> **Assignment**
Restate word for word the lines that run from the one containing "Where can the wooden window" to the last line of the data, both ends included.

*** Extracted information Section Begins ***

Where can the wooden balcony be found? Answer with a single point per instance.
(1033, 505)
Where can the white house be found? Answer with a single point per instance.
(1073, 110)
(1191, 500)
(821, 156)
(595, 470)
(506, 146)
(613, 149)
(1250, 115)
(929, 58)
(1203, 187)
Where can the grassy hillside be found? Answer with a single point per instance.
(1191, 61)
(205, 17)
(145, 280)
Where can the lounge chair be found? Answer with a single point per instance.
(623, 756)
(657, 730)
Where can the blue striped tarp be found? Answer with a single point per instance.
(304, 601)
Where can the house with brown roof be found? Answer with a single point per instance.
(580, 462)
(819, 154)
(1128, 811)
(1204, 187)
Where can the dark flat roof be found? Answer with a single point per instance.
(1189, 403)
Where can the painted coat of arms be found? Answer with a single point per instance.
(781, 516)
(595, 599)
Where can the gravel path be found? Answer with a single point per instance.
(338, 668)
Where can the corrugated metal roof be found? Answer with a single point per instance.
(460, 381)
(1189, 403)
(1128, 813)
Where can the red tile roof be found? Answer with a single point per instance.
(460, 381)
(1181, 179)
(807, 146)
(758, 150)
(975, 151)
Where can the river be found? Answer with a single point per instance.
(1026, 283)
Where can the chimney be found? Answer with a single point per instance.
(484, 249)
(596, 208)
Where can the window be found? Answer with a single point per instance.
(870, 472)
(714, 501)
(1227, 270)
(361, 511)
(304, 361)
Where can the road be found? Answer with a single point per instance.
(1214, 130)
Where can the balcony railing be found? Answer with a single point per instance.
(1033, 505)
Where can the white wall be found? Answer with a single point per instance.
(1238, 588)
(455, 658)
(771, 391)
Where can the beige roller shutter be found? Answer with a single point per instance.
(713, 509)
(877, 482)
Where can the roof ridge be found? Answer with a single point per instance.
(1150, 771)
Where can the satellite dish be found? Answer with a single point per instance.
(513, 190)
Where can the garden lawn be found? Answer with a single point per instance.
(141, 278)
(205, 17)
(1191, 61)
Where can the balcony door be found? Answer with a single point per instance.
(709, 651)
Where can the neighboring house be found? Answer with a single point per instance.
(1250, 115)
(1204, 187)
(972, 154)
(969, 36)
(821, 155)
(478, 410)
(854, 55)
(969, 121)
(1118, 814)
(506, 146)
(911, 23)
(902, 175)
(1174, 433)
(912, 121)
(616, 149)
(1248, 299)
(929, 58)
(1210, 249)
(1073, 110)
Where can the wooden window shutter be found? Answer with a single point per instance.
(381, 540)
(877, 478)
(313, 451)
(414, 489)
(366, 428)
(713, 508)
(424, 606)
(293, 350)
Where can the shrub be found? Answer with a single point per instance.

*** Extracted information Section Ends ***

> **Task solution**
Where can the wooden window shutter be found? Answer with a single point per instance.
(381, 540)
(877, 478)
(313, 451)
(414, 489)
(366, 428)
(713, 508)
(424, 606)
(293, 350)
Where can the shrub be found? Answer with a single point per instance.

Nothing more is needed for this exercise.